-- begin DATA SUPPLIED --

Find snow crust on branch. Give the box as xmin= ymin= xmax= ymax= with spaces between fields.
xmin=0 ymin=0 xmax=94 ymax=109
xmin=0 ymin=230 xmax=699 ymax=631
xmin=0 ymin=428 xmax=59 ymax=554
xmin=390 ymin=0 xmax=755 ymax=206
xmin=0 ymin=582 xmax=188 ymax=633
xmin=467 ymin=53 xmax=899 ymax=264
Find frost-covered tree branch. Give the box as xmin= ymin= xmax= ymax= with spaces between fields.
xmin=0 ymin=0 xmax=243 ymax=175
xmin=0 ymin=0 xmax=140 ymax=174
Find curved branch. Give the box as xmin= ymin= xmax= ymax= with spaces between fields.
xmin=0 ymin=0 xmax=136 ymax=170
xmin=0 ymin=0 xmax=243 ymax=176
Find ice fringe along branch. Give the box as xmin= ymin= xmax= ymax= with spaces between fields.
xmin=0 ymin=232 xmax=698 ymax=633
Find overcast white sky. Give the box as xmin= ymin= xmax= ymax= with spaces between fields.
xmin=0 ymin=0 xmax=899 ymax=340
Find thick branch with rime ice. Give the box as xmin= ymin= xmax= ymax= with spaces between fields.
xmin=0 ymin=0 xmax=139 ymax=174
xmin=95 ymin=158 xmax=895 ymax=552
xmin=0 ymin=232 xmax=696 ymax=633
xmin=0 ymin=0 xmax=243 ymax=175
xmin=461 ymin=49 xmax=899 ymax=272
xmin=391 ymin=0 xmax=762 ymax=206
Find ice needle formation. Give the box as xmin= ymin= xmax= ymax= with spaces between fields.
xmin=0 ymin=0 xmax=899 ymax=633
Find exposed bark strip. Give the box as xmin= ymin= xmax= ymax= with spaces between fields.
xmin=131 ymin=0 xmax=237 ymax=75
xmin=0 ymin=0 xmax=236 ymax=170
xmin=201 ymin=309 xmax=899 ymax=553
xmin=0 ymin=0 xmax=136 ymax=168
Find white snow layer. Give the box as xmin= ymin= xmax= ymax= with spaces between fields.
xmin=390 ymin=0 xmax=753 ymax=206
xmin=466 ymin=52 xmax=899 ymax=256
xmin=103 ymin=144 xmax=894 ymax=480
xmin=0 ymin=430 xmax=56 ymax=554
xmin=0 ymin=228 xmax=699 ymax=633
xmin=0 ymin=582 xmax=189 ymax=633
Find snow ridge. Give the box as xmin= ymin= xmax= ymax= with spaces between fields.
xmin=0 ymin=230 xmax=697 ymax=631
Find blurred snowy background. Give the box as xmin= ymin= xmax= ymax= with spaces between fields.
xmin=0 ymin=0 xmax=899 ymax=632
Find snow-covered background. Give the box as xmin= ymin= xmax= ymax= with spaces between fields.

-- end DATA SUPPLIED --

• _TASK OBJECTIVE_
Put each line of the records above into a JSON list of strings, one string per line, leaving out any blank lines.

• _SOLUTION BELOW_
[
  "Find snow crust on branch. Give the box as xmin= ymin= xmax= ymax= with spaces between fields.",
  "xmin=0 ymin=0 xmax=94 ymax=109",
  "xmin=0 ymin=230 xmax=699 ymax=631",
  "xmin=0 ymin=428 xmax=59 ymax=554",
  "xmin=390 ymin=0 xmax=755 ymax=206",
  "xmin=0 ymin=582 xmax=188 ymax=633",
  "xmin=467 ymin=53 xmax=899 ymax=264",
  "Find frost-covered tree branch. Give the box as xmin= ymin= xmax= ymax= with spaces between fields.",
  "xmin=0 ymin=0 xmax=243 ymax=175",
  "xmin=0 ymin=0 xmax=140 ymax=174",
  "Find curved branch. Give the box as xmin= ymin= xmax= ymax= with spaces between fields.",
  "xmin=0 ymin=0 xmax=136 ymax=170",
  "xmin=0 ymin=0 xmax=243 ymax=176",
  "Find ice fringe along branch. Give the box as xmin= ymin= xmax= ymax= with spaces between fields.",
  "xmin=0 ymin=232 xmax=698 ymax=633",
  "Find overcast white sky. Give the box as xmin= ymin= xmax= ymax= with spaces between fields.",
  "xmin=0 ymin=0 xmax=899 ymax=340",
  "Find thick branch with rime ice. Give the box as xmin= ymin= xmax= ymax= with spaces between fields.",
  "xmin=0 ymin=0 xmax=139 ymax=174",
  "xmin=95 ymin=158 xmax=895 ymax=552",
  "xmin=0 ymin=232 xmax=696 ymax=633",
  "xmin=0 ymin=0 xmax=243 ymax=175",
  "xmin=461 ymin=49 xmax=899 ymax=272",
  "xmin=391 ymin=0 xmax=762 ymax=206",
  "Find ice needle formation. Give the box as xmin= ymin= xmax= ymax= with spaces between fields.",
  "xmin=0 ymin=0 xmax=899 ymax=633",
  "Find exposed bark strip. Give the box as xmin= ymin= xmax= ymax= with spaces between fields.",
  "xmin=131 ymin=0 xmax=237 ymax=75",
  "xmin=0 ymin=0 xmax=236 ymax=170",
  "xmin=201 ymin=309 xmax=899 ymax=553",
  "xmin=0 ymin=0 xmax=136 ymax=168",
  "Find white snow layer. Give the box as xmin= ymin= xmax= ymax= with spaces between fields.",
  "xmin=390 ymin=0 xmax=753 ymax=206",
  "xmin=466 ymin=52 xmax=899 ymax=256",
  "xmin=103 ymin=144 xmax=894 ymax=480",
  "xmin=0 ymin=430 xmax=56 ymax=554",
  "xmin=0 ymin=228 xmax=699 ymax=633",
  "xmin=0 ymin=582 xmax=189 ymax=633",
  "Find snow ridge. Give the box as xmin= ymin= xmax= ymax= with spaces between fields.",
  "xmin=0 ymin=230 xmax=697 ymax=631",
  "Find blurred snowy background. Give the box as xmin= ymin= xmax= ymax= with spaces between fields.",
  "xmin=0 ymin=0 xmax=899 ymax=632",
  "Find snow-covered background. Give the box as xmin= ymin= xmax= ymax= with spaces between fields."
]